### WORK INSTRUCTIONS
Extract, word for word, the passage of the singing contest blog post that opens with the words containing "Part 2 – Opening" and closes with "all about Jesus!".

### SELECTED EXCERPT
************
Part 2 – Opening Act Singing Contest
I missed blogging lol. I’ve been thinking about things to write, but haven’t had time to put my thoughts down. More worship thoughts to come
So for the opening act singing contest.. I did enter.. but I cut it close! It was due Jan 23rd at midnight and that weekend was just crazy.. I had just sung at IJM (which was so blessing! go IJM!), then met w/ my pairing (LOVE my pairing
), and then by the time things settled down, I realized I had like 20 minutes to record and submit this thing. So at 11:40pm, in my bathroom, with my IPhone voice memo app, I recording an a capella version of “It’s All About You (Jesus Lover of My Soul” and submitted it at 11:57pm.. LOL. That song has been the cry of my heart for some time. I’m so self-centered like 99% of the time, but I want my life to be all about Jesus!
Apparently, they’ll get back to the top 10 people by Friday at the latest. It’s Thursday and I’m freaking out inside. The reason why I never do these contests is because I hate failure! I’d rather not try then to fail. But I’m really trying to surrender this to the Lord. Your ways are higher than my ways Jesus. If they never contact me – I am thankful the humbling experience this has been and I know I sang that song w/ all my heart. If they do contact me – All glory to Him who gives us all things. My voice is not my own – the ability to sing or even breathe comes from my heavenly Father.
If someone shows me how to put my song on this WordPress, I’ll post the song.. but I feel sheepish showing people stuff like that.. just email me or something :p
faith is elementary..
For starters, I won’t be posting QT’s anymore bc I feel inhibited on here haha.
Something I realized at OIL is my lack of faith. During DA Carson’s first sermon, I thought.. “Wow, am I even a Christian?”. Only because, I realized so much about the Gospel in such a short time that it blew my mind. I’m sure God was working in a very special way so it’s not DA Carson so much as the Word of God being preached. But, wow.. I felt like all my life I’ve been wearing layers and layers of veils over my face. Each new spiritually epiphany abt faith removed a layer. At OIL, I felt like 10 layers were stripped away and things were so much clearer. Yes, I think I was a Christian before OIL, but the truths of God are that deep that it will take my whole lifetime to scratch the surface. I guess in my analogy, heaven is the point where the veil is completely removed and I see Him in all His glory, splendor majesty, and I understand everything fully (1 Corinthians 13:12). I get kinda carried away when I talk about heaven so we’ll just stop right here :p.
************
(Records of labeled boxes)
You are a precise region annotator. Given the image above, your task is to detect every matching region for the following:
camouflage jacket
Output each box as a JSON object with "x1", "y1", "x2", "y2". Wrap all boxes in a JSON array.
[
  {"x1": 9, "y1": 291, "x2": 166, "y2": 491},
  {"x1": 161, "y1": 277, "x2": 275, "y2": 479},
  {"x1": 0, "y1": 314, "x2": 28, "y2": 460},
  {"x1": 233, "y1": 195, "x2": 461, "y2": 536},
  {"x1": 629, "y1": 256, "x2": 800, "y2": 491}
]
************
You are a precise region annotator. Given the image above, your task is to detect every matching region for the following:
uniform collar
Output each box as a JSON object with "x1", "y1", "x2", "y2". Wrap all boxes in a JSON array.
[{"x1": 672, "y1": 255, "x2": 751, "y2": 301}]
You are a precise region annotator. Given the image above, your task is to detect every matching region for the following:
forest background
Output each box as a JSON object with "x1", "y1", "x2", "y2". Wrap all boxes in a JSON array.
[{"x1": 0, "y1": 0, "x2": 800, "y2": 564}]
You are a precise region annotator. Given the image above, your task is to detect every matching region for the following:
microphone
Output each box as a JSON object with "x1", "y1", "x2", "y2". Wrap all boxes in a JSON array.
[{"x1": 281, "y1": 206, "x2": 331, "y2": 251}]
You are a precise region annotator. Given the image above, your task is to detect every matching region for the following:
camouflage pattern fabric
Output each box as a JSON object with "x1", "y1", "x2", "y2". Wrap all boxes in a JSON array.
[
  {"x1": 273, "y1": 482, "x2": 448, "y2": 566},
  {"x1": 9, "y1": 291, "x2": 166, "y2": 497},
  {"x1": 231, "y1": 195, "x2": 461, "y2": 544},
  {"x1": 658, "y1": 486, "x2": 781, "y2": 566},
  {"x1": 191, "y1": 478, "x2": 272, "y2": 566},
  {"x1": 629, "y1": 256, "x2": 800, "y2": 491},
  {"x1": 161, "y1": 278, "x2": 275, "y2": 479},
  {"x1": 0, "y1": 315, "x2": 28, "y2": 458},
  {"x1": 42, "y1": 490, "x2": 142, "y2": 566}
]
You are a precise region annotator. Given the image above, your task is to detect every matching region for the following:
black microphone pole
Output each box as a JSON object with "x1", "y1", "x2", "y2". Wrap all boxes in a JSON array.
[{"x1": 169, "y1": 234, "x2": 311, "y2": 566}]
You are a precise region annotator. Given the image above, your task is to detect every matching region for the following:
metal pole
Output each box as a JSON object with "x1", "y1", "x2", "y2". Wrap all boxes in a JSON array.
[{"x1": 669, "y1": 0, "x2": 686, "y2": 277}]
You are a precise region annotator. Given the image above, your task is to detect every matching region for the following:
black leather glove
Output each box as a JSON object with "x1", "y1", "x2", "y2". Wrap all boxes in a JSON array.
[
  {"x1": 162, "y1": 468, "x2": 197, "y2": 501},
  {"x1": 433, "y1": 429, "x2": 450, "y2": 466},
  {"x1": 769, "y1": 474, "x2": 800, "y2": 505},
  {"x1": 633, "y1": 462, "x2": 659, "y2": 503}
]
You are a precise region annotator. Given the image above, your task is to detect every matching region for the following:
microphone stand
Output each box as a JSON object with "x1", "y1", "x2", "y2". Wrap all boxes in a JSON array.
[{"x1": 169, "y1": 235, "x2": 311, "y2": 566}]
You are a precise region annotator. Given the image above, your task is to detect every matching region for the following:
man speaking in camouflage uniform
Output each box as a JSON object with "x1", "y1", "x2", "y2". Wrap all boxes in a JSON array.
************
### RIGHT ANSWER
Part 2 – Opening Act Singing Contest
I missed blogging lol. I’ve been thinking about things to write, but haven’t had time to put my thoughts down. More worship thoughts to come
So for the opening act singing contest.. I did enter.. but I cut it close! It was due Jan 23rd at midnight and that weekend was just crazy.. I had just sung at IJM (which was so blessing! go IJM!), then met w/ my pairing (LOVE my pairing
), and then by the time things settled down, I realized I had like 20 minutes to record and submit this thing. So at 11:40pm, in my bathroom, with my IPhone voice memo app, I recording an a capella version of “It’s All About You (Jesus Lover of My Soul” and submitted it at 11:57pm.. LOL. That song has been the cry of my heart for some time. I’m so self-centered like 99% of the time, but I want my life to be all about Jesus!